| WHAT YOU NEED TO DO |
Could you swap each "Could you please provide" in the lines below for "Please give", keep everything else the same, and leave the pictures out of your answer?

◆ ◆ ◆ ◆ ◆ ◆ ◆

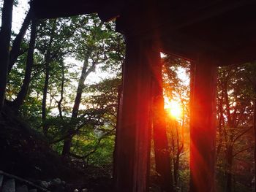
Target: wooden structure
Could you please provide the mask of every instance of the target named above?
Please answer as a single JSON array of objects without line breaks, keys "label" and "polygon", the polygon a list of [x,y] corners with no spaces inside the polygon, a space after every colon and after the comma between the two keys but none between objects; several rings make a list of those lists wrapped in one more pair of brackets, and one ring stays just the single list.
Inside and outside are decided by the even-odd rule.
[{"label": "wooden structure", "polygon": [[214,191],[217,69],[256,59],[256,1],[32,0],[31,6],[39,18],[116,18],[126,36],[116,191],[147,190],[152,69],[160,51],[193,62],[190,191]]}]

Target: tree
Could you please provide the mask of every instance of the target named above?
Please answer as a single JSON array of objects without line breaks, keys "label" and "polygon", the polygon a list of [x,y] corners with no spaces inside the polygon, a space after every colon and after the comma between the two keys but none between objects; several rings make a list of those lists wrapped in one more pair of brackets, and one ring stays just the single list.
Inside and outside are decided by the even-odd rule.
[{"label": "tree", "polygon": [[23,85],[21,86],[20,91],[17,95],[16,99],[13,101],[12,107],[15,108],[18,111],[28,93],[29,86],[31,81],[31,74],[32,72],[32,68],[34,65],[34,51],[35,40],[37,36],[37,20],[33,20],[31,23],[31,29],[30,34],[30,42],[28,50],[26,70],[25,70],[25,77],[23,80]]},{"label": "tree", "polygon": [[4,106],[12,30],[13,0],[4,0],[0,31],[0,110]]},{"label": "tree", "polygon": [[246,71],[242,65],[222,67],[219,72],[217,154],[223,148],[228,192],[233,188],[235,158],[252,147],[248,142],[252,128],[252,88],[247,85]]}]

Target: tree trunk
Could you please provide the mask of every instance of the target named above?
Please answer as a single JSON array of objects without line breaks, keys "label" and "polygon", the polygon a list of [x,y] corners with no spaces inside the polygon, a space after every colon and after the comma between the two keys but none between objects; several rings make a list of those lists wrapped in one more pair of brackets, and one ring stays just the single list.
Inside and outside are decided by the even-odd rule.
[{"label": "tree trunk", "polygon": [[[73,110],[72,112],[72,118],[76,118],[78,115],[79,106],[81,102],[82,93],[84,88],[84,82],[88,77],[88,75],[94,69],[96,64],[93,64],[90,67],[89,66],[89,58],[91,54],[91,51],[88,51],[86,53],[85,59],[83,61],[83,69],[81,72],[81,75],[79,79],[78,86],[77,89],[77,93],[75,99],[75,103],[73,106]],[[62,155],[67,155],[69,153],[71,145],[72,145],[72,139],[73,138],[73,130],[69,130],[69,137],[67,137],[64,142],[63,149],[62,149]]]},{"label": "tree trunk", "polygon": [[209,63],[206,69],[202,61],[196,63],[191,97],[190,192],[215,191],[217,66]]},{"label": "tree trunk", "polygon": [[13,101],[13,107],[17,110],[19,110],[22,105],[26,96],[28,93],[29,86],[31,80],[31,74],[32,72],[32,68],[34,65],[34,45],[37,36],[37,22],[35,20],[32,21],[31,34],[30,34],[30,42],[28,50],[28,55],[26,65],[25,77],[23,80],[23,83],[21,86],[21,89],[18,93],[17,98]]},{"label": "tree trunk", "polygon": [[162,93],[162,63],[160,56],[153,67],[153,138],[156,171],[159,175],[162,191],[173,191],[171,161],[166,134],[165,103]]},{"label": "tree trunk", "polygon": [[22,24],[21,28],[18,34],[16,36],[15,39],[13,41],[12,50],[10,53],[10,63],[8,66],[8,73],[10,72],[14,64],[17,61],[17,58],[20,53],[20,51],[21,42],[24,37],[26,30],[29,28],[30,21],[32,18],[31,15],[32,15],[31,10],[29,9],[24,19],[23,23]]},{"label": "tree trunk", "polygon": [[56,20],[54,20],[55,25],[51,28],[51,31],[50,34],[50,40],[49,43],[47,46],[47,51],[45,55],[45,84],[42,92],[42,122],[43,123],[42,126],[42,132],[46,136],[48,131],[49,126],[46,125],[46,101],[47,101],[47,92],[48,90],[49,85],[49,78],[50,78],[50,64],[51,62],[51,47],[53,41],[53,34],[56,30]]},{"label": "tree trunk", "polygon": [[12,33],[13,0],[4,0],[0,31],[0,111],[5,97],[5,90],[10,61],[10,42]]},{"label": "tree trunk", "polygon": [[62,109],[61,109],[61,103],[63,101],[63,94],[64,94],[64,85],[65,77],[64,77],[64,64],[61,62],[61,98],[58,101],[58,110],[59,114],[61,119],[63,119],[62,116]]},{"label": "tree trunk", "polygon": [[49,44],[48,46],[48,50],[45,54],[45,84],[42,92],[42,121],[43,123],[42,131],[45,135],[47,135],[48,131],[48,126],[45,125],[46,120],[46,101],[47,101],[47,92],[49,85],[49,77],[50,77],[50,48],[51,44],[53,42],[53,36],[50,35]]}]

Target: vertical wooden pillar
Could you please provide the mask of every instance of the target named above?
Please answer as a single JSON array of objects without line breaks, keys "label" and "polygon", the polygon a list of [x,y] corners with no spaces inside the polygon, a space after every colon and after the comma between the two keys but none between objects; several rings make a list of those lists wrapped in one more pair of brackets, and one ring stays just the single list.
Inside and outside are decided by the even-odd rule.
[{"label": "vertical wooden pillar", "polygon": [[162,191],[173,191],[171,162],[167,125],[165,120],[165,101],[162,90],[162,75],[160,55],[153,66],[153,138],[156,162],[156,171],[159,174]]},{"label": "vertical wooden pillar", "polygon": [[115,151],[115,191],[147,191],[151,140],[151,66],[159,53],[152,44],[127,38],[123,92]]},{"label": "vertical wooden pillar", "polygon": [[214,192],[217,67],[199,61],[192,82],[190,192]]}]

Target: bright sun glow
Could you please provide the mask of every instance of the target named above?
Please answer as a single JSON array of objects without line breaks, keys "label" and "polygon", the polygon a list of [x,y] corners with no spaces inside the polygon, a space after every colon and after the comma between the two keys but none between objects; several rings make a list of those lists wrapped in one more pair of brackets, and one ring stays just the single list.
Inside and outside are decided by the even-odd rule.
[{"label": "bright sun glow", "polygon": [[167,110],[170,116],[178,118],[181,116],[182,110],[180,104],[176,101],[171,101],[165,104],[165,109]]}]

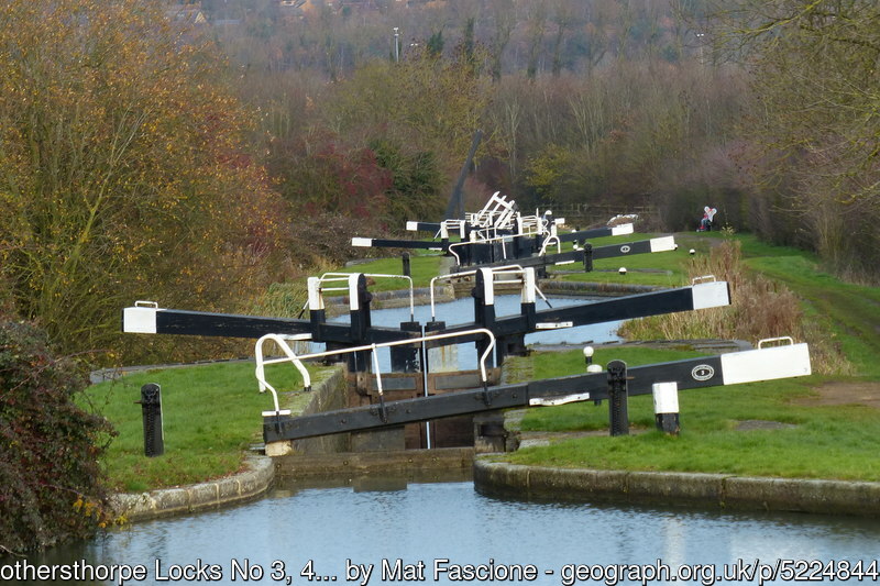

◆ ◆ ◆ ◆ ◆ ◆ ◆

| TASK SOLUTION |
Target: wooden structure
Please give the mask of every instance of the target named above?
Please answer as a single JSON array of objects without line breaks, keys "label" and "polygon", the polygon a list of [x,y] corners with no spaces inside the polygon, a space after every colon and after the comma between the two keys but none between objects; several rings make a list of those lists wrapped in one more pair of brackets, and one ring stays just the single list.
Inside and outside are decided by the even-odd rule.
[{"label": "wooden structure", "polygon": [[214,191],[217,69],[256,59],[256,1],[32,0],[31,6],[39,18],[116,18],[126,36],[116,191],[147,190],[152,69],[160,51],[193,62],[190,191]]}]

Target: tree
Please give the mask of every instance of the target named above?
Please answer as a single JSON array of objects without line breaks, keys "label" and "polygon", the polygon a list of [x,y] corners with no spaces inside the polygon, a space after every colon and after the comma between the two keys but none between objects; several rings make a list of those lists wrapped in one more pair of brackets, and one ring stays just the single list.
Inside and outside are decided by the even-odd rule.
[{"label": "tree", "polygon": [[23,85],[21,86],[20,91],[17,95],[16,99],[13,101],[12,107],[15,108],[18,111],[28,93],[29,86],[31,81],[31,74],[32,72],[32,68],[34,65],[34,51],[35,40],[37,36],[37,20],[33,20],[31,23],[31,29],[30,34],[30,42],[28,50],[26,70],[25,70],[25,77],[23,80]]},{"label": "tree", "polygon": [[4,106],[12,30],[13,0],[4,0],[0,31],[0,110]]},{"label": "tree", "polygon": [[246,71],[242,65],[222,67],[219,72],[217,154],[223,148],[228,192],[233,188],[235,158],[252,147],[248,142],[252,128],[252,88],[247,85]]}]

Target: tree trunk
Please give the mask of every instance of the target named above?
Please answer as a single JSON array of objects without line breaks, keys "label" and "polygon", the polygon a list of [x,y] corners with no spaces inside the polygon, a space after every colon and after the comma between the two keys but none between objects; several rings make a list of those lists wrapped in one more pair of brackets, and one ring stays just the single list.
Inside and outside are decided by the even-odd rule.
[{"label": "tree trunk", "polygon": [[[73,110],[72,112],[72,118],[76,118],[78,115],[79,106],[81,102],[82,93],[84,88],[84,82],[88,77],[88,75],[94,69],[96,64],[93,64],[90,67],[89,66],[89,58],[91,54],[91,51],[88,51],[86,53],[85,59],[83,61],[83,69],[81,72],[81,75],[79,79],[78,86],[77,89],[77,93],[75,99],[75,103],[73,106]],[[62,155],[67,155],[69,153],[71,145],[72,145],[72,139],[73,138],[73,130],[69,130],[69,137],[67,137],[64,142],[63,149],[62,149]]]},{"label": "tree trunk", "polygon": [[209,63],[206,69],[202,61],[196,63],[191,97],[190,192],[215,191],[217,66]]},{"label": "tree trunk", "polygon": [[13,101],[13,107],[17,110],[19,110],[22,105],[26,96],[28,93],[29,86],[31,80],[31,74],[32,72],[32,68],[34,65],[34,45],[37,36],[37,22],[35,20],[32,21],[31,34],[30,34],[30,42],[28,50],[28,55],[26,65],[25,77],[23,80],[23,83],[21,86],[21,89],[18,93],[17,98]]},{"label": "tree trunk", "polygon": [[162,93],[162,63],[160,56],[153,67],[153,138],[156,171],[159,175],[162,191],[173,191],[171,161],[166,134],[165,103]]},{"label": "tree trunk", "polygon": [[22,24],[21,28],[18,34],[16,36],[15,39],[13,41],[12,50],[10,53],[10,63],[8,66],[8,73],[10,72],[14,64],[17,61],[17,58],[20,53],[20,51],[21,42],[24,37],[26,30],[29,28],[30,21],[32,18],[31,15],[32,15],[31,10],[29,9],[24,19],[23,23]]},{"label": "tree trunk", "polygon": [[56,20],[54,20],[55,25],[51,28],[51,31],[50,34],[50,40],[49,43],[47,46],[47,51],[45,55],[45,84],[42,92],[42,122],[43,123],[42,126],[42,132],[46,136],[48,131],[49,126],[46,125],[46,101],[47,101],[47,92],[48,90],[49,85],[49,78],[50,78],[50,64],[51,62],[51,47],[53,41],[53,34],[56,30]]},{"label": "tree trunk", "polygon": [[12,33],[13,0],[4,0],[0,31],[0,111],[5,97],[5,90],[10,61],[10,42]]},{"label": "tree trunk", "polygon": [[62,109],[61,109],[61,103],[63,101],[63,94],[64,94],[64,85],[65,77],[64,77],[64,64],[61,62],[61,98],[58,101],[58,110],[59,114],[61,119],[63,119],[62,116]]},{"label": "tree trunk", "polygon": [[49,44],[48,46],[48,50],[45,54],[45,84],[42,92],[42,121],[43,123],[42,131],[45,135],[47,135],[48,131],[48,126],[45,125],[46,120],[46,101],[47,101],[47,92],[49,85],[49,77],[50,77],[50,48],[51,44],[53,42],[53,36],[50,35]]}]

Target: vertical wooden pillar
Please give the mask of every instance of the target named above?
Please answer as a single JSON array of objects without line breaks, keys "label" and "polygon", the polygon a list of [x,y] corners with no spaces inside the polygon, a space after every colon and after the comma between the two keys but none between objects; several rings make a list of those lists wrapped in one more pair of brackets, and one ring stays just the single list.
Inside and outside are decided by the even-odd rule.
[{"label": "vertical wooden pillar", "polygon": [[162,191],[173,191],[171,162],[167,125],[165,120],[165,101],[162,90],[162,75],[160,55],[153,66],[153,138],[156,162],[156,171],[159,174]]},{"label": "vertical wooden pillar", "polygon": [[115,151],[115,191],[147,191],[151,140],[151,66],[159,53],[152,44],[127,38],[123,92]]},{"label": "vertical wooden pillar", "polygon": [[214,192],[217,67],[199,61],[192,82],[190,192]]}]

Target: bright sun glow
Please give the mask of every instance of the target named above?
Please answer as a single JSON array of objects without line breaks, keys "label" and "polygon", the polygon a list of [x,y] corners with no spaces inside the polygon, a space after every colon and after the comma between the two keys but none between objects; several rings make a list of those lists wrapped in one more pair of brackets, and one ring stays just the single list.
Inside and outside are decided by the even-odd rule.
[{"label": "bright sun glow", "polygon": [[167,110],[170,116],[178,118],[181,116],[182,110],[180,104],[176,101],[171,101],[165,104],[165,109]]}]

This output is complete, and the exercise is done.